▶ **Enunciado**: ¿Puedes copiar tal cual, sin cambiar nada, el fragmento de la carta a Valerio que va desde "La preocupación de los padres" hasta "de sus hijos?"?

«No saben hacer la señal de la cruz»

Publicado: 03/08/2012: 2905

•   XXVII Carta a Valerio

Querido Valerio:

El otro día en una reunión de catequistas que preparan a los niños de Primera Comunión, un joven decía, entre sorprendido y contrariado, que en los primeros encuentros con los pequeños de su grupo, se dio cuenta que más de la mitad no sabían hacer la señal de la cruz, ni tenían la más remota idea de quién era el que estaba clavado en ella. «¡La culpa es de los padres!», decía indignado y con tono acusativo. Y tenía razón, ¿no crees, Valerio?

La preocupación de los padres

Bien sabes, Valerio, que los padres, por lo general, se preocupan casi minuciosamente del alimento y de la higiene de sus hijos. Es un lo­gro, sin duda; pero uno se pregunta si tienen el mismo interés en la for­mación de criterios y actitudes de sus pequeños, adaptándose, claro está, a la capacidad de su edad. Y si se trata de familias que se dicen católicas, nos podríamos también preguntar: ¿Cuál es la preocupación de los pa­dres por el despertar religioso de sus hijos?

Son como cera blanda

Si no recuerdo mal, Valerio, hace ya unos años tuvimos una intere­sante conversación sobre la educación de los niños desde su más tierna edad hasta los cinco años. Y me decías: «Son como cera blanda; una cera que después se endurece y en la que quedan grabadas para siempre las primeras huellas que la moldearon». Y llevabas razón; una razón que es válida en la medida en que no se absolutiza. Porque hay niños que han recibido una buena educación desde su infancia y después «se tuercen»; por el contrario, los hay que no tuvieron la adecuada educación por parte de sus padres, y de mayores llegan a ser muy buenas personas.

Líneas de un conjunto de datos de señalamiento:
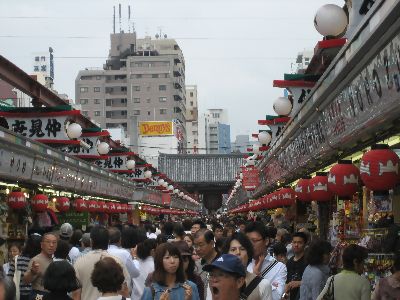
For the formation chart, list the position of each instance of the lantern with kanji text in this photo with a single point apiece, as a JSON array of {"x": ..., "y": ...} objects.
[
  {"x": 344, "y": 179},
  {"x": 16, "y": 200},
  {"x": 63, "y": 204},
  {"x": 319, "y": 188},
  {"x": 379, "y": 168},
  {"x": 80, "y": 205},
  {"x": 39, "y": 202},
  {"x": 302, "y": 189}
]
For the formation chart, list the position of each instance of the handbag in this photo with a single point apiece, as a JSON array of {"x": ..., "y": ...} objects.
[
  {"x": 17, "y": 277},
  {"x": 330, "y": 293}
]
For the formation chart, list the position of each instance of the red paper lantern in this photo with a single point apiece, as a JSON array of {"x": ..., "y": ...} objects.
[
  {"x": 379, "y": 168},
  {"x": 62, "y": 204},
  {"x": 40, "y": 202},
  {"x": 16, "y": 200},
  {"x": 302, "y": 189},
  {"x": 101, "y": 206},
  {"x": 344, "y": 179},
  {"x": 319, "y": 188},
  {"x": 80, "y": 205},
  {"x": 92, "y": 206},
  {"x": 287, "y": 196}
]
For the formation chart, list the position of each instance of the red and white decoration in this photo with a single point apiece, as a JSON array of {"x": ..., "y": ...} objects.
[
  {"x": 344, "y": 179},
  {"x": 319, "y": 188},
  {"x": 302, "y": 189},
  {"x": 16, "y": 200},
  {"x": 63, "y": 204},
  {"x": 379, "y": 168},
  {"x": 80, "y": 205},
  {"x": 40, "y": 202}
]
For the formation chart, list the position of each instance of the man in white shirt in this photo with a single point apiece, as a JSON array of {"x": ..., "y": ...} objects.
[
  {"x": 115, "y": 249},
  {"x": 262, "y": 263}
]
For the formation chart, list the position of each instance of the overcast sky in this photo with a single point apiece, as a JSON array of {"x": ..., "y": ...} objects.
[{"x": 233, "y": 49}]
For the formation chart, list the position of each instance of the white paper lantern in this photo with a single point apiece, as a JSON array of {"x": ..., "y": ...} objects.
[
  {"x": 264, "y": 137},
  {"x": 130, "y": 164},
  {"x": 74, "y": 130},
  {"x": 282, "y": 106},
  {"x": 330, "y": 20},
  {"x": 103, "y": 148}
]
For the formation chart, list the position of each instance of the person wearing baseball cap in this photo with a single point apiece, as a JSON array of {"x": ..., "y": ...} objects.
[{"x": 227, "y": 277}]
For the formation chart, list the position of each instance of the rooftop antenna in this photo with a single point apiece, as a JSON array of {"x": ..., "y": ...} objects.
[
  {"x": 119, "y": 18},
  {"x": 129, "y": 18},
  {"x": 114, "y": 21}
]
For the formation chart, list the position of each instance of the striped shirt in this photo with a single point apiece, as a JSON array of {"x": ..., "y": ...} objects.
[{"x": 22, "y": 265}]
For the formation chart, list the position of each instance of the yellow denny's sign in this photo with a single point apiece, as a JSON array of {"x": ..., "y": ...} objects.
[{"x": 156, "y": 128}]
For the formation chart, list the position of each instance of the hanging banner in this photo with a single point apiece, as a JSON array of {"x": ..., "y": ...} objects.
[
  {"x": 251, "y": 178},
  {"x": 43, "y": 127},
  {"x": 155, "y": 128}
]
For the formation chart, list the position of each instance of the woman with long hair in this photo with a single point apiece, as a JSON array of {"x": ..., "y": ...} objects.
[
  {"x": 317, "y": 271},
  {"x": 257, "y": 287},
  {"x": 169, "y": 277},
  {"x": 31, "y": 249}
]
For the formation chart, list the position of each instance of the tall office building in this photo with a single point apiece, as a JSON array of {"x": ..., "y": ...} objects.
[
  {"x": 142, "y": 80},
  {"x": 217, "y": 131},
  {"x": 192, "y": 120}
]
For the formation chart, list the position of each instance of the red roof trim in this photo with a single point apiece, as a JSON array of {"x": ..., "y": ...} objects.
[
  {"x": 49, "y": 114},
  {"x": 292, "y": 83}
]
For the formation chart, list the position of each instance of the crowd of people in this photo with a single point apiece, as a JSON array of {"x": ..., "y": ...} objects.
[{"x": 189, "y": 260}]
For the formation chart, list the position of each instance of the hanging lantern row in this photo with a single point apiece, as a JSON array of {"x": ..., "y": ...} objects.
[
  {"x": 156, "y": 211},
  {"x": 379, "y": 171},
  {"x": 39, "y": 203}
]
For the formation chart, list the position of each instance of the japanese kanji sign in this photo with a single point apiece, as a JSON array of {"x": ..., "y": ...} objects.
[{"x": 251, "y": 178}]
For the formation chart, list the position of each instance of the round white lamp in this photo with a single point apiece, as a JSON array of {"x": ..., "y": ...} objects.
[
  {"x": 282, "y": 106},
  {"x": 103, "y": 148},
  {"x": 74, "y": 130},
  {"x": 130, "y": 164},
  {"x": 264, "y": 137},
  {"x": 330, "y": 20}
]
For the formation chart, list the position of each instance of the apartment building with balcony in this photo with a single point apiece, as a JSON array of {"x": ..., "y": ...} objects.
[{"x": 142, "y": 80}]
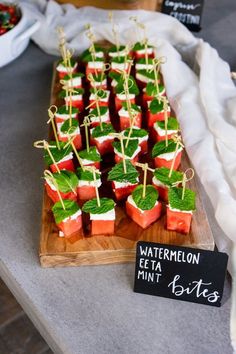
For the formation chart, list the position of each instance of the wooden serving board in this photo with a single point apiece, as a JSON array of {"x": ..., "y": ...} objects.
[{"x": 84, "y": 249}]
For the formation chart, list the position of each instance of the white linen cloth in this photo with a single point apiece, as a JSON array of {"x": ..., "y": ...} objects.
[{"x": 198, "y": 84}]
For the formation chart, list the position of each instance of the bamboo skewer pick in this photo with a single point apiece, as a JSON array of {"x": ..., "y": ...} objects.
[
  {"x": 62, "y": 44},
  {"x": 43, "y": 144},
  {"x": 94, "y": 171},
  {"x": 165, "y": 106},
  {"x": 115, "y": 32},
  {"x": 145, "y": 168},
  {"x": 49, "y": 176},
  {"x": 185, "y": 180},
  {"x": 70, "y": 142},
  {"x": 121, "y": 138},
  {"x": 51, "y": 113},
  {"x": 90, "y": 77},
  {"x": 177, "y": 140},
  {"x": 69, "y": 91},
  {"x": 92, "y": 38},
  {"x": 86, "y": 124}
]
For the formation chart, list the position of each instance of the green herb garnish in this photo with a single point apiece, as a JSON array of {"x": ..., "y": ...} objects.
[
  {"x": 161, "y": 148},
  {"x": 133, "y": 106},
  {"x": 74, "y": 75},
  {"x": 66, "y": 110},
  {"x": 92, "y": 207},
  {"x": 140, "y": 46},
  {"x": 162, "y": 175},
  {"x": 85, "y": 175},
  {"x": 151, "y": 89},
  {"x": 92, "y": 155},
  {"x": 114, "y": 75},
  {"x": 143, "y": 61},
  {"x": 60, "y": 214},
  {"x": 107, "y": 128},
  {"x": 172, "y": 124},
  {"x": 120, "y": 60},
  {"x": 117, "y": 173},
  {"x": 114, "y": 49},
  {"x": 56, "y": 153},
  {"x": 66, "y": 128},
  {"x": 176, "y": 202},
  {"x": 148, "y": 202},
  {"x": 99, "y": 77},
  {"x": 66, "y": 181},
  {"x": 133, "y": 88},
  {"x": 149, "y": 74},
  {"x": 99, "y": 92},
  {"x": 103, "y": 110},
  {"x": 136, "y": 133},
  {"x": 129, "y": 150},
  {"x": 76, "y": 91},
  {"x": 156, "y": 106},
  {"x": 86, "y": 55},
  {"x": 72, "y": 62}
]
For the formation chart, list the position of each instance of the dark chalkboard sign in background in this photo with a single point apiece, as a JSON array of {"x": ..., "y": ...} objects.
[
  {"x": 189, "y": 12},
  {"x": 180, "y": 273}
]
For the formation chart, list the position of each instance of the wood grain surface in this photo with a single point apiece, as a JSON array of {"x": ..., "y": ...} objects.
[{"x": 84, "y": 249}]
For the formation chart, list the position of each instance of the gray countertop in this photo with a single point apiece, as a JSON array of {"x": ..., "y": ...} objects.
[{"x": 84, "y": 310}]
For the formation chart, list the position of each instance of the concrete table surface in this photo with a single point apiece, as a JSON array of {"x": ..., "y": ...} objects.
[{"x": 86, "y": 310}]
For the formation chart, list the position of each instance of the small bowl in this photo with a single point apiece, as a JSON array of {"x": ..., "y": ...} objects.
[{"x": 15, "y": 41}]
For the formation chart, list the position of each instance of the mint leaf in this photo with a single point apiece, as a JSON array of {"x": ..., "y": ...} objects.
[
  {"x": 56, "y": 153},
  {"x": 133, "y": 106},
  {"x": 149, "y": 74},
  {"x": 74, "y": 75},
  {"x": 117, "y": 173},
  {"x": 66, "y": 127},
  {"x": 76, "y": 91},
  {"x": 148, "y": 202},
  {"x": 92, "y": 155},
  {"x": 152, "y": 90},
  {"x": 67, "y": 181},
  {"x": 162, "y": 175},
  {"x": 176, "y": 202},
  {"x": 114, "y": 49},
  {"x": 92, "y": 207},
  {"x": 86, "y": 175},
  {"x": 172, "y": 124},
  {"x": 99, "y": 92},
  {"x": 120, "y": 59},
  {"x": 107, "y": 129},
  {"x": 66, "y": 110},
  {"x": 129, "y": 150},
  {"x": 72, "y": 62},
  {"x": 156, "y": 106},
  {"x": 140, "y": 46},
  {"x": 103, "y": 110},
  {"x": 161, "y": 148},
  {"x": 136, "y": 133},
  {"x": 86, "y": 55},
  {"x": 99, "y": 77},
  {"x": 114, "y": 75},
  {"x": 143, "y": 61},
  {"x": 60, "y": 214},
  {"x": 133, "y": 88}
]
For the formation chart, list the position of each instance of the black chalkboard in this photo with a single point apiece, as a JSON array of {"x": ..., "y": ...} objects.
[
  {"x": 189, "y": 12},
  {"x": 180, "y": 273}
]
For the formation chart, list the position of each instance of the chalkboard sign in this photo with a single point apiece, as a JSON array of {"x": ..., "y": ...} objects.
[
  {"x": 188, "y": 12},
  {"x": 180, "y": 273}
]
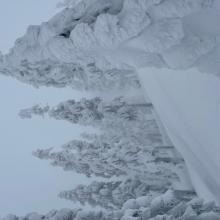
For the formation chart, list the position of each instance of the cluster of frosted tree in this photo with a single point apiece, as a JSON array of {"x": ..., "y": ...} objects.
[
  {"x": 167, "y": 206},
  {"x": 137, "y": 169}
]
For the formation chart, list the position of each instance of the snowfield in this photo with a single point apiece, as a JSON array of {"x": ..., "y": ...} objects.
[
  {"x": 172, "y": 48},
  {"x": 188, "y": 104}
]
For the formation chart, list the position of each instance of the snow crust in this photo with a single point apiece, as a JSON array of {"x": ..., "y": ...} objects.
[
  {"x": 188, "y": 103},
  {"x": 128, "y": 34}
]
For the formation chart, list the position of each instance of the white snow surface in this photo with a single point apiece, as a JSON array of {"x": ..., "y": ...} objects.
[
  {"x": 188, "y": 104},
  {"x": 176, "y": 34}
]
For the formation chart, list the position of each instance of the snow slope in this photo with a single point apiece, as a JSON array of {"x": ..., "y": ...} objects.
[
  {"x": 128, "y": 34},
  {"x": 188, "y": 104}
]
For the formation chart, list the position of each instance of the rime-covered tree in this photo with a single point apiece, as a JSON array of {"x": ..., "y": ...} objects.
[
  {"x": 112, "y": 195},
  {"x": 35, "y": 110}
]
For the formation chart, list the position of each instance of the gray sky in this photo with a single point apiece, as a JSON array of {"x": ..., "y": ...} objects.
[{"x": 26, "y": 183}]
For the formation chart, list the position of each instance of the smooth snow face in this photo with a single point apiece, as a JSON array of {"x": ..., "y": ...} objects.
[
  {"x": 188, "y": 104},
  {"x": 28, "y": 184},
  {"x": 16, "y": 16}
]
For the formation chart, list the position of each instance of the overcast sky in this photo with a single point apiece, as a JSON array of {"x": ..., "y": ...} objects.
[{"x": 28, "y": 184}]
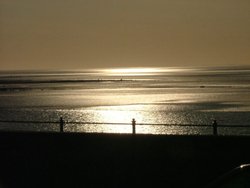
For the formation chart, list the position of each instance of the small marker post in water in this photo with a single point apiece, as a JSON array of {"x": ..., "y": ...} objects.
[
  {"x": 215, "y": 128},
  {"x": 133, "y": 126},
  {"x": 61, "y": 124}
]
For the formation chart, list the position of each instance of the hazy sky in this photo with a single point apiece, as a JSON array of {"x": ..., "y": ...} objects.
[{"x": 71, "y": 34}]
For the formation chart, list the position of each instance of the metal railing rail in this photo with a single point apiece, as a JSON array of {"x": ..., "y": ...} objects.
[{"x": 63, "y": 123}]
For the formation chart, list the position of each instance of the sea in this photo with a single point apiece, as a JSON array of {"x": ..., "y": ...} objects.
[{"x": 171, "y": 101}]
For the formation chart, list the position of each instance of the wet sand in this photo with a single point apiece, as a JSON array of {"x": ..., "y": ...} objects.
[{"x": 116, "y": 160}]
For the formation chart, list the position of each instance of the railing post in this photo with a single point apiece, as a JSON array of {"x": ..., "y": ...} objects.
[
  {"x": 133, "y": 126},
  {"x": 215, "y": 125},
  {"x": 61, "y": 124}
]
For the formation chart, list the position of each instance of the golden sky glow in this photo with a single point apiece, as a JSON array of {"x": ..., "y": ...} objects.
[{"x": 62, "y": 34}]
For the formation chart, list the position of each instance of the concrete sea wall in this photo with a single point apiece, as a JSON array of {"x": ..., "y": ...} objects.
[{"x": 116, "y": 160}]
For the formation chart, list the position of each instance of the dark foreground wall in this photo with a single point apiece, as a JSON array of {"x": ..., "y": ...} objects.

▶ **Resultado**:
La preocupación de los padres

Bien sabes, Valerio, que los padres, por lo general, se preocupan casi minuciosamente del alimento y de la higiene de sus hijos. Es un lo­gro, sin duda; pero uno se pregunta si tienen el mismo interés en la for­mación de criterios y actitudes de sus pequeños, adaptándose, claro está, a la capacidad de su edad. Y si se trata de familias que se dicen católicas, nos podríamos también preguntar: ¿Cuál es la preocupación de los pa­dres por el despertar religioso de sus hijos?